No entanto, o caso ganhou novas dimensões quando figuras da Espanha e da comunidade internacional passaram a se manifestar contra o gesto de Luis Rubiales, incluindo entidades como a FIFA, a UEFA e o Primeiro-Ministro da Espanha, Pedro Sánchez. Além disso, muitos espanhóis, especialmente mulheres, foram às ruas em várias cidades do país, exigindo a renúncia do então dirigente da RFEF.

Todas as jogadoras da seleção feminina da Espanha se manifestaram publicamente, exigindo que Rubiales fosse responsabilizado, e também, ameaçaram boicotar futuros jogos da seleção caso ele não fosse afastado de seu cargo. Elas criaram, inclusive, o Movimento #SeTeCreenSeTeRespetan (Se você acredita, você respeita) como uma forma de defender a dignidade e os direitos das mulheres no esporte. 

Em entrevista à BBC Mundo, a goleira da seleção espanhola, Catalina Coll, lamentou como o acontecimento ofuscou a conquista da equipe, auxiliando na manutenção dos mesmos protagonistas de sempre, ou seja, os homens.

“É uma pena que nós, as 23 jogadoras, não sejamos as protagonistas. É decepcionante que agora todos te parem nas ruas para te perguntar do beijo e não te digam: parabéns pela Copa do Mundo”.

Catalina Coll, goleira da seleção espanhola

A fala da goleira é um reflexo sobre como a cobertura feita pela mídia tem uma importância latente na percepção do mundo sobre o futebol feminino e sobre casos de assédio. A escolha das palavras e do enquadramento podem influenciar direta ou indiretamente no posicionamento dos leitores quanto à situação e em como as pessoas envolvidas vão ser percebidas por eles.  

Mas apesar de o jornalismo estar longe de um ideal, é possível perceber avanços na forma como o caso foi retratado pelos veículos de mídia em comparação com situações anteriores.

Em 2019, a fisioterapeuta Carolina Rozo e a jogadora Angie Lizeth Cano, na época menor de idade, ambas da seleção sub-17 colombiana, denunciaram o técnico Didier Luna e o preparador físico Sigifredo Alonso por assédio sexual e moral. Segundo as vítimas, os casos aconteceram durante a preparação para o mundial de 2018 e, além de comentários desagradáveis de teor sexual, o preparador físico teria ainda invadido o quarto de Angie em uma tentativa de abusar da jogadora.

Diante da gravidade da denúncia, um portal colombiano de mídia publicou uma matéria ouvindo o lado de Didier Luna, depois que o homem já havia sido condenado pela Justiça do país, em 2020. A escolha das palavras na manchete em momento algum mencionava o assédio ou os crimes cometidos pelo treinador e, até mesmo no texto, o foco era dizer que a família de Luna estava sofrendo muito e que ele não conseguia mais nem ‘levar o sustento para a casa’. O título da reportagem foi “Didier Luna se defende: ‘Lutarei para provar minha inocência’”.

→ Informações fornecidas:
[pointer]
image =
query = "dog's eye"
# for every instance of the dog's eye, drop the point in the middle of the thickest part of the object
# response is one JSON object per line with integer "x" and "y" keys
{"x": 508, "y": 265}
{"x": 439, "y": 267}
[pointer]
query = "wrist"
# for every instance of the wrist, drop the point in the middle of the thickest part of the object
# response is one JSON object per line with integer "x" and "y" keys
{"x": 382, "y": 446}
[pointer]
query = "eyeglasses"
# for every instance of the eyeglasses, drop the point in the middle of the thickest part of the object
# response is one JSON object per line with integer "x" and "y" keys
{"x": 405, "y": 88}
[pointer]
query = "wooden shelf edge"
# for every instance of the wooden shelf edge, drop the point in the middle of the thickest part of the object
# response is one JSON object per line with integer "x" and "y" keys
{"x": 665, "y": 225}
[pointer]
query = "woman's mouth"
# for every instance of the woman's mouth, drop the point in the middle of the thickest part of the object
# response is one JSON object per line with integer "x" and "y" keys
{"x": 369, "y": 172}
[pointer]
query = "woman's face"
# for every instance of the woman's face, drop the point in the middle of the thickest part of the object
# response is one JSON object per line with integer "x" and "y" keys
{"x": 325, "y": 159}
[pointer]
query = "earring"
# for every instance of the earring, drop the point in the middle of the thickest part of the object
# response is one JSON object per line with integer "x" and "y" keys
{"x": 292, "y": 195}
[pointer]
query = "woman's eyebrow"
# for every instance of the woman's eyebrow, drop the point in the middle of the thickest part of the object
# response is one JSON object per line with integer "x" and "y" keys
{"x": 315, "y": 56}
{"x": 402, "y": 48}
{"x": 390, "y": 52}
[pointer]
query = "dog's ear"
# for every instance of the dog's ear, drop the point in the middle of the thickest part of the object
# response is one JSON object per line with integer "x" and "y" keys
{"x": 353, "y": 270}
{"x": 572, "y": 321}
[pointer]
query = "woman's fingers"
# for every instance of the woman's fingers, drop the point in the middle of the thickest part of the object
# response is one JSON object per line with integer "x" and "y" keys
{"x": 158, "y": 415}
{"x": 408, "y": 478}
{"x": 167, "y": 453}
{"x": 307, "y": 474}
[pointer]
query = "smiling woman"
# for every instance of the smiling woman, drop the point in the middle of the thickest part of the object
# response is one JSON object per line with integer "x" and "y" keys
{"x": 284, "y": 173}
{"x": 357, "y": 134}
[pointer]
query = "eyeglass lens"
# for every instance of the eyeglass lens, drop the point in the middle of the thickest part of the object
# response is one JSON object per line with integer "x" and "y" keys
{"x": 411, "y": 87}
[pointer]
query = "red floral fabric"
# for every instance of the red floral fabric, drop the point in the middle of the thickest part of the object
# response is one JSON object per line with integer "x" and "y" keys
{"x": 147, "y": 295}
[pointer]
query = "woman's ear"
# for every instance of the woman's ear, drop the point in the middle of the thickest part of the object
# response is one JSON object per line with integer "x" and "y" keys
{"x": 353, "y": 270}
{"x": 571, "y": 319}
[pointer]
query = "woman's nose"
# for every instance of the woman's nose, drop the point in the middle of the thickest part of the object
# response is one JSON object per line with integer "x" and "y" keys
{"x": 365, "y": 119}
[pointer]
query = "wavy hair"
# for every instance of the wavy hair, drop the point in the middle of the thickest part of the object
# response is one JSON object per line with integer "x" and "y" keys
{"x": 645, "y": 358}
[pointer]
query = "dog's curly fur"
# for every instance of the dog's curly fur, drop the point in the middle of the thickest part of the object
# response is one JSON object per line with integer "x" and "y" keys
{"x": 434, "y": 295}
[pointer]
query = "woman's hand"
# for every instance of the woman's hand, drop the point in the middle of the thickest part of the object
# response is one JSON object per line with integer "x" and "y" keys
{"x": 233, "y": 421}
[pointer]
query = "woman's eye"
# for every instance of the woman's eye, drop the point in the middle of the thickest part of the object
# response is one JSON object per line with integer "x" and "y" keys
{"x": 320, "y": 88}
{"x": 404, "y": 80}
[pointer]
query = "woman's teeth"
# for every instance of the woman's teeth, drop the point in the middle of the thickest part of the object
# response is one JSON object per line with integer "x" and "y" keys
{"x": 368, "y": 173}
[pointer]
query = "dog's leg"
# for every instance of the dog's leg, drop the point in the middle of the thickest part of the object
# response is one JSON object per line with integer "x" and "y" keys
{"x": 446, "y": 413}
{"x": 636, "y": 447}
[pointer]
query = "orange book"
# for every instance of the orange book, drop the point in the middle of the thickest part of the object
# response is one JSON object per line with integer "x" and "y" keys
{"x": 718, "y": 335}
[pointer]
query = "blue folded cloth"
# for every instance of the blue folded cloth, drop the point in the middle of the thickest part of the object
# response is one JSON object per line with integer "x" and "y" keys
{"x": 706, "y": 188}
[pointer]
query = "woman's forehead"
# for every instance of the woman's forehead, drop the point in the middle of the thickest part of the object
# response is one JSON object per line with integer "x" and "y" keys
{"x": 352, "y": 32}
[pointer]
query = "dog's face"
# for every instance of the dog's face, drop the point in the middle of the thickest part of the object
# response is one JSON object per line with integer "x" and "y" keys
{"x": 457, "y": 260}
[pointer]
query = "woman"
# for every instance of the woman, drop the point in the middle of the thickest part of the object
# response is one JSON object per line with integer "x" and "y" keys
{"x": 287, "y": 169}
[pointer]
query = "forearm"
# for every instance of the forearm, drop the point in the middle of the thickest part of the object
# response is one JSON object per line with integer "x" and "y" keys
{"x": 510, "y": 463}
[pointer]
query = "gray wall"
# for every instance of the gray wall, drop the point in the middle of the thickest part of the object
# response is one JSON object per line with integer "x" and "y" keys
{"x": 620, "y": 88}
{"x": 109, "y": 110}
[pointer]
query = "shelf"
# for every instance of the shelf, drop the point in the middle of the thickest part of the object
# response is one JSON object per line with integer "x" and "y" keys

→ O que fazer:
Como fica em inglês esta frase do texto sobre o caso Rubiales: "Mas apesar de o jornalismo estar longe de um ideal, é possível perceber avanços na forma como o caso foi retratado pelos veículos de mídia em comparação com situações anteriores."? A listagem não tem nenhum papel nesta tarefa.

→ Resposta à tarefa:
But although journalism is far from ideal, it is possible to see progress in the way the case was portrayed by media outlets compared with previous situations.